---------- Supplied records ----------
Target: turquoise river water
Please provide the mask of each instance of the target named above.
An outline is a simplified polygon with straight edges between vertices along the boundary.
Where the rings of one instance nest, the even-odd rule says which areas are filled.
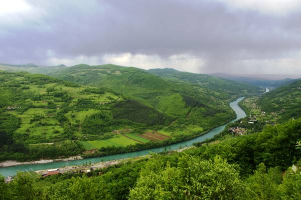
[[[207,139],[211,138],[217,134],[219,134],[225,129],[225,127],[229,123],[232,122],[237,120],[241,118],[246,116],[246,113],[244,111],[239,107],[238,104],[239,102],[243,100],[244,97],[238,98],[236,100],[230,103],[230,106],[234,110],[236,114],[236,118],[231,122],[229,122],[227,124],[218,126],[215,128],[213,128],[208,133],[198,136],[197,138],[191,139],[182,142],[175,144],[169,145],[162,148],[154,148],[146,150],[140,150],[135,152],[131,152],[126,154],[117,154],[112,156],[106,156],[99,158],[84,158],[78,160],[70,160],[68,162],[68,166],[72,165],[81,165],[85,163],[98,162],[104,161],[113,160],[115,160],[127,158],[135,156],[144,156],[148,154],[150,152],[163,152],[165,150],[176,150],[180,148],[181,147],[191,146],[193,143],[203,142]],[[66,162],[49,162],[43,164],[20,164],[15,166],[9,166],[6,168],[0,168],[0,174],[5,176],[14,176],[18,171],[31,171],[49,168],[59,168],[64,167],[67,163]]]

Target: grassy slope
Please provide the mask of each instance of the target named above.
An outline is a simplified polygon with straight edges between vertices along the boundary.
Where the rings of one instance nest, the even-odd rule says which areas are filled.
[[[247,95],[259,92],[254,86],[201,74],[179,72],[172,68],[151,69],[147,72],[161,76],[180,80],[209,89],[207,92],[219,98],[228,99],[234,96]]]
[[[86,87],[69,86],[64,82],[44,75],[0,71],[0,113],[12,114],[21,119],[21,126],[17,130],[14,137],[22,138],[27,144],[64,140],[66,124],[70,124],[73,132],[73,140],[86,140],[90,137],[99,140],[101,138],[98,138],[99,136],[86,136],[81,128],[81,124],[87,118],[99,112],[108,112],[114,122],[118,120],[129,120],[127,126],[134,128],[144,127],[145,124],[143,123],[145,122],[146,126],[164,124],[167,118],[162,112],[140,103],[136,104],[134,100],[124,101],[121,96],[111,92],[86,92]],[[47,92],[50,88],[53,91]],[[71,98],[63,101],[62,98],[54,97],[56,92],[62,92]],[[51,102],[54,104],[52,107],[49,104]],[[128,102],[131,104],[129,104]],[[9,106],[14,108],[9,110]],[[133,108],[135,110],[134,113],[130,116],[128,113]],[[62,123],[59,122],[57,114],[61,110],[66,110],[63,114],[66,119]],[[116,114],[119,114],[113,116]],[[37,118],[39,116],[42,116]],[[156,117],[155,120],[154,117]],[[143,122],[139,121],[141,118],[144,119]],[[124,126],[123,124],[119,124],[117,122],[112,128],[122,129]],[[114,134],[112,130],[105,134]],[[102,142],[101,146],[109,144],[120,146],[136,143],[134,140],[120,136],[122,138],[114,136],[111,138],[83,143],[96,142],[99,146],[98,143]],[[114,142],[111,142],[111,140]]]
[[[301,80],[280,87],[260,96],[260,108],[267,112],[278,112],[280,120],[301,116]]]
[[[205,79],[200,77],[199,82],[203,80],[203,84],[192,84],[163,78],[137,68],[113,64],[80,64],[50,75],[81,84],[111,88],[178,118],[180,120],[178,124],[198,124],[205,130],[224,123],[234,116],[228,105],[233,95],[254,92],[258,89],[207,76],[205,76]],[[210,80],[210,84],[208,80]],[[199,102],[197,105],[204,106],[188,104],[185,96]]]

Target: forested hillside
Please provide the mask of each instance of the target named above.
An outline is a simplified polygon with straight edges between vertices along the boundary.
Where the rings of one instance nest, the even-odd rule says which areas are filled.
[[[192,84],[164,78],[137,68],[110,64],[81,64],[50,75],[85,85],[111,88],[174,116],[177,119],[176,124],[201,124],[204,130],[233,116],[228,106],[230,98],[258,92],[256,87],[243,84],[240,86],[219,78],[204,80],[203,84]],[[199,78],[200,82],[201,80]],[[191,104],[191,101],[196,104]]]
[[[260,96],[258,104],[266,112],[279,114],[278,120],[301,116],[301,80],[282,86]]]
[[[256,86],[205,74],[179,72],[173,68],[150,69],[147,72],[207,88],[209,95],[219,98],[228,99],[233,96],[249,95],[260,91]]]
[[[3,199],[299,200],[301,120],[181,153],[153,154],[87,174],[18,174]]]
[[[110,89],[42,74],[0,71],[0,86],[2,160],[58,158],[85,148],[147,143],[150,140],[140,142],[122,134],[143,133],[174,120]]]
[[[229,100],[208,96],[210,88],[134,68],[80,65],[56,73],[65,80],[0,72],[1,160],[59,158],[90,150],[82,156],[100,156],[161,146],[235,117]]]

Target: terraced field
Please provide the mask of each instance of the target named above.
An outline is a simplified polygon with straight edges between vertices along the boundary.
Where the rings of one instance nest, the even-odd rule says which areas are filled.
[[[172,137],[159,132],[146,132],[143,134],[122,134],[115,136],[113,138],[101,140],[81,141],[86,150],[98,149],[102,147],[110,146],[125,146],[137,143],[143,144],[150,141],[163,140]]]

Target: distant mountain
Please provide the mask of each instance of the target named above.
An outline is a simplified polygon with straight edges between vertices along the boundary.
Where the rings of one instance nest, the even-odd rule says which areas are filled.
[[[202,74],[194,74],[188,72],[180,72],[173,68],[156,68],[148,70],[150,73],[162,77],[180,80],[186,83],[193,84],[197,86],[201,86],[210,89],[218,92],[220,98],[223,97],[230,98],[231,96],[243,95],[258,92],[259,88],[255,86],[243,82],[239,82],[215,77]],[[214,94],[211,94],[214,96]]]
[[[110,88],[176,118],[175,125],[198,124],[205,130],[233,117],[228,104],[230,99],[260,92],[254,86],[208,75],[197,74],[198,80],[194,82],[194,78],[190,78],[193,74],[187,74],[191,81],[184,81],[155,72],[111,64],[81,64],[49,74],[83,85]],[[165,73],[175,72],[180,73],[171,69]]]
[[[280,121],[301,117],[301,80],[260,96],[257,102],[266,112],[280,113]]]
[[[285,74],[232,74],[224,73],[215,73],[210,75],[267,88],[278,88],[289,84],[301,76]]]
----------
---------- Supplied records ----------
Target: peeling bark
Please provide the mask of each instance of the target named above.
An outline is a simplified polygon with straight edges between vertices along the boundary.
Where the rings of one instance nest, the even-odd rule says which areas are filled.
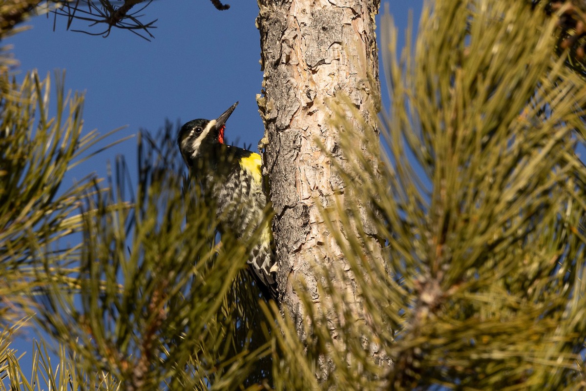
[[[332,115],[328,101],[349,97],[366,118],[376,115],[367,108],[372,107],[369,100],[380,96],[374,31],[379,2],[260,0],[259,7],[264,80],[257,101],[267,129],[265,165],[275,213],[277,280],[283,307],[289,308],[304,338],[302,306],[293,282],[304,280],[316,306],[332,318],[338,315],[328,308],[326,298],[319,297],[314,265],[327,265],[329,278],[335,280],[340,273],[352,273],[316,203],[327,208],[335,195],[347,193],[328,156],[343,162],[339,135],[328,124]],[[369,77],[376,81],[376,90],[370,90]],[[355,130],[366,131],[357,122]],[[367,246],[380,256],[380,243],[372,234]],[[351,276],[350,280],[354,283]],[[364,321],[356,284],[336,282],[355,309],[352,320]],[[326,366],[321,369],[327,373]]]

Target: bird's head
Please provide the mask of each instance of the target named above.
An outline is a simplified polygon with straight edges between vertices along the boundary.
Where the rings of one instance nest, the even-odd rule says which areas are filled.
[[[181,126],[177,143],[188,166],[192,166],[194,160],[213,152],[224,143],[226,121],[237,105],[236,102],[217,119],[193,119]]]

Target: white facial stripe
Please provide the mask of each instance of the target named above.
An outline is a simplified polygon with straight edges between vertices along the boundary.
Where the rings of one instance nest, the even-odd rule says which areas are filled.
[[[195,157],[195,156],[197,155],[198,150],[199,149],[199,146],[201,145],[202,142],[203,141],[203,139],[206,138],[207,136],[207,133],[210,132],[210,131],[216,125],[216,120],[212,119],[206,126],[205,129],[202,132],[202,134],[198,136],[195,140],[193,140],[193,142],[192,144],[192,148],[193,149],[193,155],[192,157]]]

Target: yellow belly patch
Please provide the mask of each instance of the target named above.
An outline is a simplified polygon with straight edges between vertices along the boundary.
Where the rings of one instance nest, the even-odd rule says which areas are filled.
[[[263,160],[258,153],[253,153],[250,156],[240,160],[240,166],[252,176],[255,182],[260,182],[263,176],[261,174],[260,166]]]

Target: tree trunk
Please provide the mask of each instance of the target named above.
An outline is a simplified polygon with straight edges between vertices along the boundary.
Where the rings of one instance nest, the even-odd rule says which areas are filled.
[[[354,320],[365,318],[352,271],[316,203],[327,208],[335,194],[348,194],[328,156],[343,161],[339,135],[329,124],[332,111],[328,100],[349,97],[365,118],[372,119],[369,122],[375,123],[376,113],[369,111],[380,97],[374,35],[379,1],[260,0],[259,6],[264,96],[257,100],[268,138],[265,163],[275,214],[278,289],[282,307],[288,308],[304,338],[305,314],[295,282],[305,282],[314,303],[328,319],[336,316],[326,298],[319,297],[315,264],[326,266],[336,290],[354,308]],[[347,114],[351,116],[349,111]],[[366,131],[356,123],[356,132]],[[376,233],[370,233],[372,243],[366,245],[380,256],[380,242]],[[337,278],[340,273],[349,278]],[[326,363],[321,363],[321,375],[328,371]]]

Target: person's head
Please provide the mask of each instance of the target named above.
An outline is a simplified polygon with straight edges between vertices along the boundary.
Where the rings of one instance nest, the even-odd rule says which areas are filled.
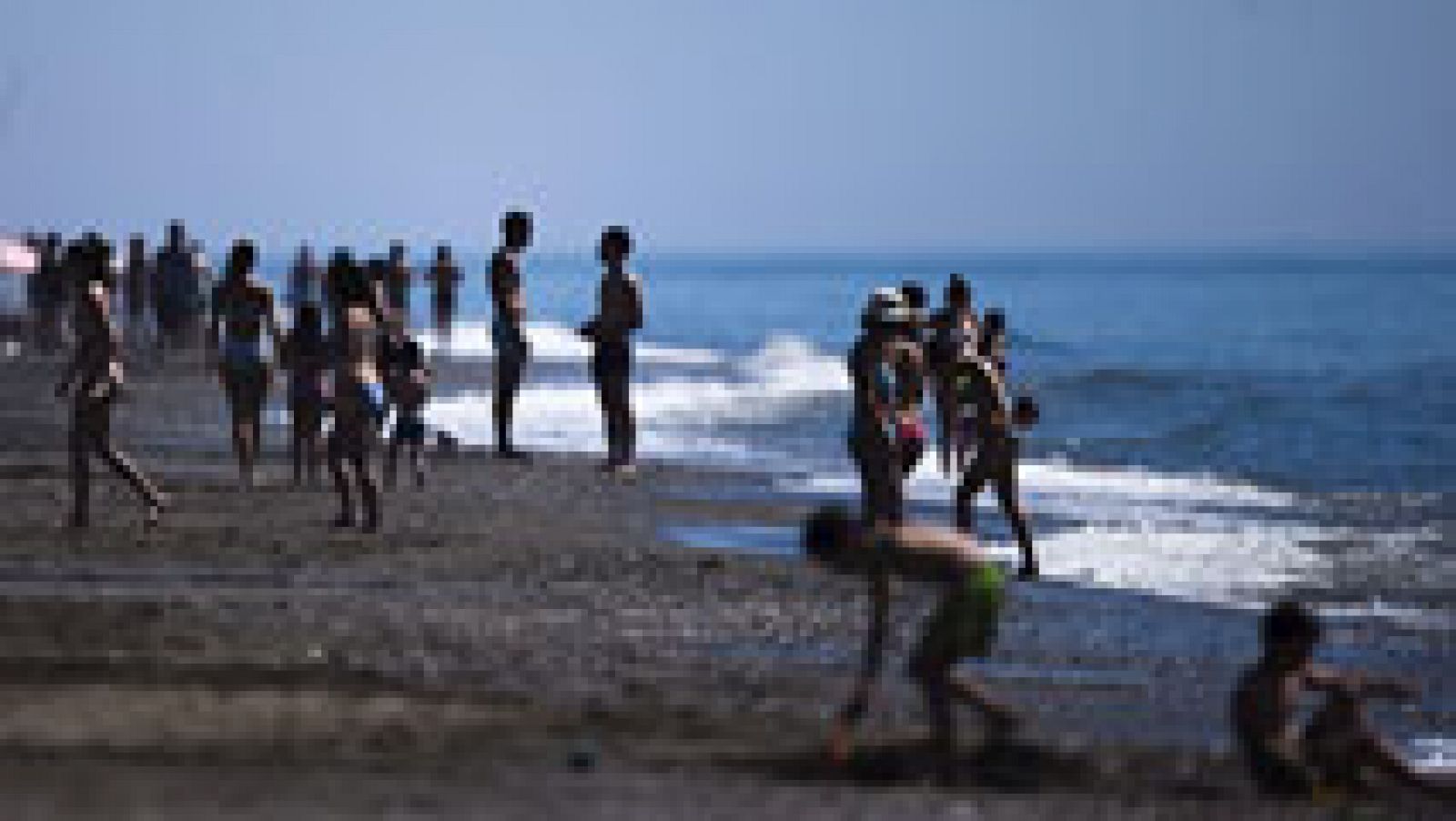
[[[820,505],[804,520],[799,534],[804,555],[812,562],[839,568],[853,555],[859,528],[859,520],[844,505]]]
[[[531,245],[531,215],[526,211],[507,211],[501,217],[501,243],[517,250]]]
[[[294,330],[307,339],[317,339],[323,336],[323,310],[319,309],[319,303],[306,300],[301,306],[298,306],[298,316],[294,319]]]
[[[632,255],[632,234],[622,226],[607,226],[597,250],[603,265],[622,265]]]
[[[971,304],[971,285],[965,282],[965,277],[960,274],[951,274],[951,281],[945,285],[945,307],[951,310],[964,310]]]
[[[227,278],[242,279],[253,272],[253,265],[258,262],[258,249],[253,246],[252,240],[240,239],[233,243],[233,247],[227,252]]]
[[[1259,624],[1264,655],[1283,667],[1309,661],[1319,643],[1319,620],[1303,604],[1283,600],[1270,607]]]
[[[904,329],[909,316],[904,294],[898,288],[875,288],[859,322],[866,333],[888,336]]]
----------
---------- Supplied records ----------
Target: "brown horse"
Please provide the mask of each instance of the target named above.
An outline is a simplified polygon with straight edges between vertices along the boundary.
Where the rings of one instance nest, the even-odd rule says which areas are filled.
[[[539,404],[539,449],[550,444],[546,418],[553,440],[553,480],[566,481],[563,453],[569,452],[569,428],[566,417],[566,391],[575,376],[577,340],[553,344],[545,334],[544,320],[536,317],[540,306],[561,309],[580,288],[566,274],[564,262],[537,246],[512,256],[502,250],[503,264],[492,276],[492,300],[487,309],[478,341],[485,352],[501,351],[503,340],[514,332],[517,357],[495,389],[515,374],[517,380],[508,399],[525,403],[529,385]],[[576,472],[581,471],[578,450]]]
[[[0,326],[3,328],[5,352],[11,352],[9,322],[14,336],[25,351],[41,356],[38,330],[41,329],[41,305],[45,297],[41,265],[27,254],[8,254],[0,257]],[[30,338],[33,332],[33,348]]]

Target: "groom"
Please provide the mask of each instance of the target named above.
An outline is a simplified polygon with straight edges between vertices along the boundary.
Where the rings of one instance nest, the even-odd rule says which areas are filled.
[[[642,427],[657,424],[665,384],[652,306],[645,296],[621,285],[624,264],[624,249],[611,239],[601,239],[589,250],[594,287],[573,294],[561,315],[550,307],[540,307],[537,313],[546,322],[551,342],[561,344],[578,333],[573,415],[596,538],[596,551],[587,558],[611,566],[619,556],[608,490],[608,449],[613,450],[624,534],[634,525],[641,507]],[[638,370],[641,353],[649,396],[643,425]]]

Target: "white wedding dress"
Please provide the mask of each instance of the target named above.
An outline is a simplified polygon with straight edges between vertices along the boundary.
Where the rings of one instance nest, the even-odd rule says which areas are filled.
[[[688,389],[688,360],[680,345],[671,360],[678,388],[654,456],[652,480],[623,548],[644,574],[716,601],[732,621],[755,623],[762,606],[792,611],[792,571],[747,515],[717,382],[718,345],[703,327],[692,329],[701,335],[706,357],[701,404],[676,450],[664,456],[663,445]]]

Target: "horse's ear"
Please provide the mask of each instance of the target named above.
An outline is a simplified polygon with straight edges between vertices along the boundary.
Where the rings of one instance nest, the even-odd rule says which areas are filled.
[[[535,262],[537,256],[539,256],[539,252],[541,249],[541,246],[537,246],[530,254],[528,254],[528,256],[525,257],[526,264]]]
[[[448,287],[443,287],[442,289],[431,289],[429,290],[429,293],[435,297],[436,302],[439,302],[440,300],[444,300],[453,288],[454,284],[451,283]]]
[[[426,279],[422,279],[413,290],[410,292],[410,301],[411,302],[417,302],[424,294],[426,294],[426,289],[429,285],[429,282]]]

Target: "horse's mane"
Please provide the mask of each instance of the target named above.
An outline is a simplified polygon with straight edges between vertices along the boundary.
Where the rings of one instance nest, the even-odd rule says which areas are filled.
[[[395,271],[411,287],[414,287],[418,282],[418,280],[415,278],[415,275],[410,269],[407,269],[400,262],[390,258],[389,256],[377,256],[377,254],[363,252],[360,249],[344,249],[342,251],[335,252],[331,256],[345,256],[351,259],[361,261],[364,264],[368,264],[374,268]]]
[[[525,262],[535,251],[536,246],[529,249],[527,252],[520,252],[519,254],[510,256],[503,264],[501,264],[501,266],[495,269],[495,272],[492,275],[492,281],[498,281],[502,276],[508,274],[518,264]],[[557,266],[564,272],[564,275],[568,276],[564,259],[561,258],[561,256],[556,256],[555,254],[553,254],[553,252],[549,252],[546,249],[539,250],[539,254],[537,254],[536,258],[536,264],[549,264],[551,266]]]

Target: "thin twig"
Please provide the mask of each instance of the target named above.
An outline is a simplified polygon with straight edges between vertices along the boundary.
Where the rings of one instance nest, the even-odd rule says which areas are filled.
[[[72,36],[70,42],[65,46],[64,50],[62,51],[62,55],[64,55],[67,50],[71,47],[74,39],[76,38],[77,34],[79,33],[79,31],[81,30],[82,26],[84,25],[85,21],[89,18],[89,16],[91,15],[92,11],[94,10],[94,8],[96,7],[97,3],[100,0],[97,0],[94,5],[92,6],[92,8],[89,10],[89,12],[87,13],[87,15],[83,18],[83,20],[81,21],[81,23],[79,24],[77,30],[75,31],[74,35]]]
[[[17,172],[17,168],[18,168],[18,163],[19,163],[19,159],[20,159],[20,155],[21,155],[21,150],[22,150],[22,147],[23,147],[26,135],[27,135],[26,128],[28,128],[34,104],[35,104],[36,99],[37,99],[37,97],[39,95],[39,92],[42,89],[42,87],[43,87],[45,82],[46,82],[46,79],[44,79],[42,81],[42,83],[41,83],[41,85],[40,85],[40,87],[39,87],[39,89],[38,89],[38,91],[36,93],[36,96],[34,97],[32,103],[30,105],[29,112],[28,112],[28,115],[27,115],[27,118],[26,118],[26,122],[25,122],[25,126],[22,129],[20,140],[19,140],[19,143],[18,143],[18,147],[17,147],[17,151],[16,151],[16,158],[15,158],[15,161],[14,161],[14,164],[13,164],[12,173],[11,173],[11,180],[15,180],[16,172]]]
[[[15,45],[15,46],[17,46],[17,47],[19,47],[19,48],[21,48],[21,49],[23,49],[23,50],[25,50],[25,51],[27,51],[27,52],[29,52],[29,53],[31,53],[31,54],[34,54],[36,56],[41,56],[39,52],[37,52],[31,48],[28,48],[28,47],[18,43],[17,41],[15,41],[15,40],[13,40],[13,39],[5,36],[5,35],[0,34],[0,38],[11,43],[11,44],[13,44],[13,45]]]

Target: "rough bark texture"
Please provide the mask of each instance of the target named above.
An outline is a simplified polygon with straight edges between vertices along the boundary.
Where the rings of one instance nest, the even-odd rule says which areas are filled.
----------
Set exercise: List every line of the data above that contains the word "white", treating uppercase and lowercase as different.

Output of the task:
Target: white facial stripe
Target: "white wedding dress"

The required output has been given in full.